_EXERCISE 1_:
Output the passage of the pandemic article starting at "We’re six months" and ending at "latest on COVID-19.".
_EXERCISE 2_:
Name every kind of professional the pandemic article mentions.

_EXTRACTED TEXT_:
6 Months, Over 200,000 Deaths: Taking Stock Of The Pandemic In The U.S.
We’re six months and more than 200,000 deaths into the coronavirus pandemic. We check in with an epidemiologist and a virologist about the latest on COVID-19.
From The Reading List
Washington Post: “Massive genetic study shows coronavirus mutating and potentially evolving amid rapid U.S. spread” — “Scientists in Houston on Wednesday released a study of more than 5,000 genetic sequences of the coronavirus that reveals the virus’s continual accumulation of mutations, one of which may have made it more contagious. The new report, however, did not find that these mutations have made the virus deadlier or changed clinical outcomes. All viruses accumulate genetic mutations, and most are insignificant, scientists say.”
The Atlantic: “A Failure of Empathy Led to 200,000 Deaths. It Has Deep Roots.” — “Sometime this week, alone on a hospital bed, an American died. The coronavirus had invaded her lungs, soaking them in fluid and blocking the exchange of oxygen and carbon dioxide that makes up our every breath. Her immune system’s struggle to fight back might have sparked an overreaction called a cytokine storm, which shreds even healthy tissue. The doctors tried everything, but they couldn’t save her, and she became the 200,000th American taken by COVID-19 — at least according to official counts.”

_EXTRACTED DATA_:
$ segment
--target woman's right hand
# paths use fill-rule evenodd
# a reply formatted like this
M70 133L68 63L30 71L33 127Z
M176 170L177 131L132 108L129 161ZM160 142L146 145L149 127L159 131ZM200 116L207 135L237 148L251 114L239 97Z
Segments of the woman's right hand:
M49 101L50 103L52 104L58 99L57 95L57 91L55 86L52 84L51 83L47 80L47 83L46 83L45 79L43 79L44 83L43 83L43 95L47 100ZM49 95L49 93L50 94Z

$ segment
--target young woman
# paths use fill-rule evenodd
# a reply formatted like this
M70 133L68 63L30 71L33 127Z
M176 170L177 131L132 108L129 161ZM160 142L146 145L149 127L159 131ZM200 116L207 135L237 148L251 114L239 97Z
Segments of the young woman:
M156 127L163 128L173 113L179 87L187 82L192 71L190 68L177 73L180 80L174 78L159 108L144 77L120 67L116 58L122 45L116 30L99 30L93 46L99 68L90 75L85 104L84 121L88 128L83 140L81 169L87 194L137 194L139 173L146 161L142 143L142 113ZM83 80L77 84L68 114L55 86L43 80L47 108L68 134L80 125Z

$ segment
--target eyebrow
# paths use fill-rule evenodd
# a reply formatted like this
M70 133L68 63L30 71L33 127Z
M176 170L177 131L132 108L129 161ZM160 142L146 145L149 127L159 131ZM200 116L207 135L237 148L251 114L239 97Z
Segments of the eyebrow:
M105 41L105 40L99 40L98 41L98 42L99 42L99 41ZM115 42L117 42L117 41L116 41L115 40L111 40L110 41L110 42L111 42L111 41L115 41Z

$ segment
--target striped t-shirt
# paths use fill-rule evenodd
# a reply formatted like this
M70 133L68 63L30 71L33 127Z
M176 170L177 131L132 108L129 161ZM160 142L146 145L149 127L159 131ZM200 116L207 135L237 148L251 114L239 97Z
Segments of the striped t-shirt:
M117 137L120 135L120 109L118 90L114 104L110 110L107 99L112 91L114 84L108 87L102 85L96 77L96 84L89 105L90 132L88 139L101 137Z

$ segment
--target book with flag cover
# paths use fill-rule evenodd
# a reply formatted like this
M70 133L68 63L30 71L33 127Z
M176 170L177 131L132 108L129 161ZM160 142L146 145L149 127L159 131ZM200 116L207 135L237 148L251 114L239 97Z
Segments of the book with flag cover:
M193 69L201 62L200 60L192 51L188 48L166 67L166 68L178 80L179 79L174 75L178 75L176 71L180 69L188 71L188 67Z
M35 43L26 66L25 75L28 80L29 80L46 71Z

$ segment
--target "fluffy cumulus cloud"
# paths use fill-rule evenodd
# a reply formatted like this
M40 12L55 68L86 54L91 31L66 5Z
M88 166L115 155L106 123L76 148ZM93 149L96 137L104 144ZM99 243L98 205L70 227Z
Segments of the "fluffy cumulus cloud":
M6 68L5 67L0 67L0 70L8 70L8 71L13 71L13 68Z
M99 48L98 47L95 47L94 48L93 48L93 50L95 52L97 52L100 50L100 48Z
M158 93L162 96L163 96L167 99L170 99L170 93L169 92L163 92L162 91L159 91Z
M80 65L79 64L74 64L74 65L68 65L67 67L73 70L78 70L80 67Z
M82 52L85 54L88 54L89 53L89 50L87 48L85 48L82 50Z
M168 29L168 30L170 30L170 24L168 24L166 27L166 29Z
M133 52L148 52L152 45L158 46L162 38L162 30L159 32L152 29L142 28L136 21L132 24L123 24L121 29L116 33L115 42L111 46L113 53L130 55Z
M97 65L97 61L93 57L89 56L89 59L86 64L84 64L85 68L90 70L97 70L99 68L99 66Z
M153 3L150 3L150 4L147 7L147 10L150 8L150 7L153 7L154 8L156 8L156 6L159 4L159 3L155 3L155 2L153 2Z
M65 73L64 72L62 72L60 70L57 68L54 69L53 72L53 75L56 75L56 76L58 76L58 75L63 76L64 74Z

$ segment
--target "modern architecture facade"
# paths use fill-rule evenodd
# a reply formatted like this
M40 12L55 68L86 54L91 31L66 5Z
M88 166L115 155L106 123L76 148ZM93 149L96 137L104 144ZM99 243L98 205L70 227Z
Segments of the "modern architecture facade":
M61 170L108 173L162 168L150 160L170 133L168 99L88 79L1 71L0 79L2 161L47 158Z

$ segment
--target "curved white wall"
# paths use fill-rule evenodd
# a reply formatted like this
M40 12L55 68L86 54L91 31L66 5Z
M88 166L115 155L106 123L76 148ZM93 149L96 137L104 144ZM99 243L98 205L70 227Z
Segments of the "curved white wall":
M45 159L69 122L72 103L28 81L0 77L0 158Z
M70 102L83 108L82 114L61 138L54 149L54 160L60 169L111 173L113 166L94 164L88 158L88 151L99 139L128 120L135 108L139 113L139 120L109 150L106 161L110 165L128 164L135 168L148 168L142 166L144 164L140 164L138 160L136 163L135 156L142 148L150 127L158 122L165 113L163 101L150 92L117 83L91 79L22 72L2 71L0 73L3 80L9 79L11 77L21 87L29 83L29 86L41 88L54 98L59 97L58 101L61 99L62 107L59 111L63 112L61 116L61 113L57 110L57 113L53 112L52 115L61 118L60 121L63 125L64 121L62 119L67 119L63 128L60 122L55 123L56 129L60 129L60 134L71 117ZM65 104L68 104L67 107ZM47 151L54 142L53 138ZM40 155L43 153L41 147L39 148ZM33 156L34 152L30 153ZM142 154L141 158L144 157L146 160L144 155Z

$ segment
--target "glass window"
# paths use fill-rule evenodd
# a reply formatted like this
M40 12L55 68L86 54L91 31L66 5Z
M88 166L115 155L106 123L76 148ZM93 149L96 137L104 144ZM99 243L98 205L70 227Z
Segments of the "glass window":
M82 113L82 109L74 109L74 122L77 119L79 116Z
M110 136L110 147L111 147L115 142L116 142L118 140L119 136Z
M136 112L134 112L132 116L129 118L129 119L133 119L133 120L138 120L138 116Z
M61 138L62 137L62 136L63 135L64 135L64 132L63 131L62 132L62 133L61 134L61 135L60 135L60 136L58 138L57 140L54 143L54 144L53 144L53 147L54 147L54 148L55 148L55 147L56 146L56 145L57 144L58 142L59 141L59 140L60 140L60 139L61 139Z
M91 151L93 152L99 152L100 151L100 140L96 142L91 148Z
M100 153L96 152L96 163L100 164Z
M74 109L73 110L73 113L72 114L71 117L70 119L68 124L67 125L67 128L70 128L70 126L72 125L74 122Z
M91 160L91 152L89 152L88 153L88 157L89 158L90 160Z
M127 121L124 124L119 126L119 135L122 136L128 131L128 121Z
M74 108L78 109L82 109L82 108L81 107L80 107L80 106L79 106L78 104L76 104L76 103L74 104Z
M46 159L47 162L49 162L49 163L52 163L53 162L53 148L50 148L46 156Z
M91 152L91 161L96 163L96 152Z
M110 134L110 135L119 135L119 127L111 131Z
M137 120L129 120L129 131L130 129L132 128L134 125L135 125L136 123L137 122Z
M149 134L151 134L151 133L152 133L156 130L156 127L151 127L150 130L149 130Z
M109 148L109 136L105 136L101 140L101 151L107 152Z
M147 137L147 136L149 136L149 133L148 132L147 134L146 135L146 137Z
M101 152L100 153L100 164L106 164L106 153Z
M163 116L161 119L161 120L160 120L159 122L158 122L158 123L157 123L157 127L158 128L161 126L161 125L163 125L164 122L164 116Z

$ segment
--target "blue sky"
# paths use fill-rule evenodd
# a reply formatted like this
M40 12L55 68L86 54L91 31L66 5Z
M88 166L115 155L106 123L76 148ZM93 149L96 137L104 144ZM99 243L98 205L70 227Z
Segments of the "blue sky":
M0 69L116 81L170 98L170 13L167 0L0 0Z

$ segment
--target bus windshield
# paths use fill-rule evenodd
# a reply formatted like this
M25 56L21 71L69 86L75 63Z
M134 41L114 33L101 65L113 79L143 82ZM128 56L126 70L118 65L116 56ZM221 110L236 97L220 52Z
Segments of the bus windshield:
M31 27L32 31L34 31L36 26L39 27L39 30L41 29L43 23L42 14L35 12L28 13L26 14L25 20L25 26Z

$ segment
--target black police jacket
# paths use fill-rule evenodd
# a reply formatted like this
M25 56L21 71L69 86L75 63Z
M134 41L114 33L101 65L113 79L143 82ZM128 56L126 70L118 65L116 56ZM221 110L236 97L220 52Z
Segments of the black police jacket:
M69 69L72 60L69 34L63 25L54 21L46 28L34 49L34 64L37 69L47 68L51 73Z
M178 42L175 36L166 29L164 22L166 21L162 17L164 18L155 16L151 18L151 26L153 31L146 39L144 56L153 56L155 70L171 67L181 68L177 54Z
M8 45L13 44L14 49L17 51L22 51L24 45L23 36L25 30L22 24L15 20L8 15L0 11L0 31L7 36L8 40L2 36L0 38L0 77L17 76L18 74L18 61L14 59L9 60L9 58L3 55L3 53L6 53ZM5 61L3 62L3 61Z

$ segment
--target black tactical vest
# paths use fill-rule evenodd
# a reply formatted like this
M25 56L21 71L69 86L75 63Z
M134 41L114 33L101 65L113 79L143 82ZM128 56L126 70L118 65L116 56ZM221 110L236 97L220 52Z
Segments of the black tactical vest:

_YOUR RESPONSE 1_:
We’re six months and more than 200,000 deaths into the coronavirus pandemic. We check in with an epidemiologist and a virologist about the latest on COVID-19.

_YOUR RESPONSE 2_:
- epidemiologist
- virologist
- scientists
- doctors